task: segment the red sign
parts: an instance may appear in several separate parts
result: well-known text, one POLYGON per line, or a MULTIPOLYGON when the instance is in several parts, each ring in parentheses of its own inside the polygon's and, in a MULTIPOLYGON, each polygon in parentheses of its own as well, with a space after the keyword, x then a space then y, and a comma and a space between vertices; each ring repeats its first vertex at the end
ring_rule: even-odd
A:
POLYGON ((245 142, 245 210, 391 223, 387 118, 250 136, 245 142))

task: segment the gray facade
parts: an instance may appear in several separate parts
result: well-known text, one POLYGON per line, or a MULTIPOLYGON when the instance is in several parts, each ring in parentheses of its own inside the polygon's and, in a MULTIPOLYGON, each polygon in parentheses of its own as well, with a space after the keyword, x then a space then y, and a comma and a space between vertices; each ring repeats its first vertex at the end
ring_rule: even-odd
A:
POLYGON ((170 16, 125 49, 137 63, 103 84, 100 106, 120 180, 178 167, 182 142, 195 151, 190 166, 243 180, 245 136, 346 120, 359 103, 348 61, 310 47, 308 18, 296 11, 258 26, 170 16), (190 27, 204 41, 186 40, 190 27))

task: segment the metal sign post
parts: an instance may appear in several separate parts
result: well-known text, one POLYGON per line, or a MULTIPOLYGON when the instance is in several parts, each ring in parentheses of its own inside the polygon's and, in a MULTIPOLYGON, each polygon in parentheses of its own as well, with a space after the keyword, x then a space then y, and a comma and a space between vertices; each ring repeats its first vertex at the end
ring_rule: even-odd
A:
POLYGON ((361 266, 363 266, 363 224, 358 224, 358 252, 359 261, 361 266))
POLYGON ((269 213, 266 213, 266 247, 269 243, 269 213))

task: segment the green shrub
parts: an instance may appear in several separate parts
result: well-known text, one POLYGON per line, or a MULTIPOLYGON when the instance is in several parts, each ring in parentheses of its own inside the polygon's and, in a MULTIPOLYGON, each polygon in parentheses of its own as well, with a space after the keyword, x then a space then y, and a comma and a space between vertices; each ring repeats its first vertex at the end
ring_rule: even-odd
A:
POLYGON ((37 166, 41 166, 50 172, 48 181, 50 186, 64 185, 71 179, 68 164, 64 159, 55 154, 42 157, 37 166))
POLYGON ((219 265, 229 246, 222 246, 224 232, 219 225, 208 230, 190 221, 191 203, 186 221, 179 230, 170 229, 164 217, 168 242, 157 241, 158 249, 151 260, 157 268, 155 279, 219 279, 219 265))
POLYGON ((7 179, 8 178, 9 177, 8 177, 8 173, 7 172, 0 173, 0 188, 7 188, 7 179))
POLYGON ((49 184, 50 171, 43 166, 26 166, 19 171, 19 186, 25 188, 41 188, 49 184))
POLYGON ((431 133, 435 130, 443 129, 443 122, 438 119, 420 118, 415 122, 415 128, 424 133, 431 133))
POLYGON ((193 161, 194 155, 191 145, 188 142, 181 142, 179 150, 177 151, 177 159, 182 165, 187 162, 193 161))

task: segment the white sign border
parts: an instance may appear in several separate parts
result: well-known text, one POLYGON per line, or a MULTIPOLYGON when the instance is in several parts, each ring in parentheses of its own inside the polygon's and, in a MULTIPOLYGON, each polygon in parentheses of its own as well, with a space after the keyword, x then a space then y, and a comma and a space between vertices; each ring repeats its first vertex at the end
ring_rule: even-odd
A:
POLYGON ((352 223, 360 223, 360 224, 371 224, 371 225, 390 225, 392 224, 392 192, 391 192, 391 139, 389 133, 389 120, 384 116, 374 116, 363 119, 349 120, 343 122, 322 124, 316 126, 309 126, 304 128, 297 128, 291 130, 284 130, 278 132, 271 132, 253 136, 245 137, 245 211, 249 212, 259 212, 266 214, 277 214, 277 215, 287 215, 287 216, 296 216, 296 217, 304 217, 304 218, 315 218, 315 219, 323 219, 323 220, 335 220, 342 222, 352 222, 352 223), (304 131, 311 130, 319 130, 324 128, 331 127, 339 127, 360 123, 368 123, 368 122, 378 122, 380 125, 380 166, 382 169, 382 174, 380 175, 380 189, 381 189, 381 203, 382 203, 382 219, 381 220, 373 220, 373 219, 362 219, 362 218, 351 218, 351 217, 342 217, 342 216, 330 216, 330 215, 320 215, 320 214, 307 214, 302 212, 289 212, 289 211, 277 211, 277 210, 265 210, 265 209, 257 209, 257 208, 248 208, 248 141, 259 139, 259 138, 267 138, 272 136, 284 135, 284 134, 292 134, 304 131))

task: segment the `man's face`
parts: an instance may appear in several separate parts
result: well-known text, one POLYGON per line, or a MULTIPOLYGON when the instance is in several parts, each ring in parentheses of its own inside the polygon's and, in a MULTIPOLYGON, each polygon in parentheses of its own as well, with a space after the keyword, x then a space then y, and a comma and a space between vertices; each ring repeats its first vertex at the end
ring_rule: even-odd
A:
--
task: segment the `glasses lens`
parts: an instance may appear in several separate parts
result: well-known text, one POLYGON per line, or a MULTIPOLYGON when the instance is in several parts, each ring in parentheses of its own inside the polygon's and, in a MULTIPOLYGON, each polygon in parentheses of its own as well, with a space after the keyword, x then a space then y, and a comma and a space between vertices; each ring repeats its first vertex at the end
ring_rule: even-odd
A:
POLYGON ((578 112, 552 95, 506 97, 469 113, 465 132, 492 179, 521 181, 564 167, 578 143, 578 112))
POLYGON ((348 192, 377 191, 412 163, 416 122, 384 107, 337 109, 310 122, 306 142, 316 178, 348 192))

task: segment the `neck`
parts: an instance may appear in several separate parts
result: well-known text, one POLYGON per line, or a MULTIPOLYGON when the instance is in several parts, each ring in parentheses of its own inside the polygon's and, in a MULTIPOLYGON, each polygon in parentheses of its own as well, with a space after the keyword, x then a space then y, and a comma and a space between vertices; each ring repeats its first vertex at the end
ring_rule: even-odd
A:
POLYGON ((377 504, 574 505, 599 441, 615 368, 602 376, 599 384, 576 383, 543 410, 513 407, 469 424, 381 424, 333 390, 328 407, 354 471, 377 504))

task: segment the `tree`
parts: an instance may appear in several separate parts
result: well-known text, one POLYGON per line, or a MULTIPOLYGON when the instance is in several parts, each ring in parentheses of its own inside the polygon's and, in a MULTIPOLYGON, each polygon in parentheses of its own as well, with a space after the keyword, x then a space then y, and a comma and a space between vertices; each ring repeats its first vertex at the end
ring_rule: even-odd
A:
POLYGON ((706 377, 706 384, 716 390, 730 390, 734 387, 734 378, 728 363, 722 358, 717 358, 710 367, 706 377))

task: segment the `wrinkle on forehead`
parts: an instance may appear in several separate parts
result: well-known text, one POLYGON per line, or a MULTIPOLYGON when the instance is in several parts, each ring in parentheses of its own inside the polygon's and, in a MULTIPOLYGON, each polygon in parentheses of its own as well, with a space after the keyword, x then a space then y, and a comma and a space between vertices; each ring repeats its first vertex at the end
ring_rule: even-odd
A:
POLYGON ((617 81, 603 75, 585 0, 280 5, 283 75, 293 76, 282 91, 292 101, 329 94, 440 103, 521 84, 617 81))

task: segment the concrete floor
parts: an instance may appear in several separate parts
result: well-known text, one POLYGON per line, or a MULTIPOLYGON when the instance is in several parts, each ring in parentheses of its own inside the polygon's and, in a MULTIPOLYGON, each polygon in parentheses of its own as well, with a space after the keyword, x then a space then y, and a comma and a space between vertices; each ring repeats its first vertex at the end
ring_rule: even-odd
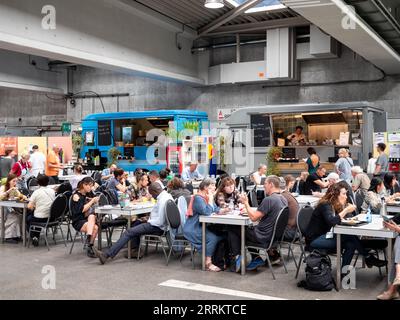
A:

WORK TO BE COMPLETED:
Where does the word "task" appear in the material above? Copy every line that holds it.

RESPONSE AREA:
task: segment the red sign
task: segment the gray facade
task: segment the metal sign post
task: segment the green shrub
task: segment the white sign border
task: segment the `man's face`
task: segment the `glasses lens`
task: segment the `neck`
task: segment the `tree`
task: segment the `wrinkle on forehead`
task: segment the concrete floor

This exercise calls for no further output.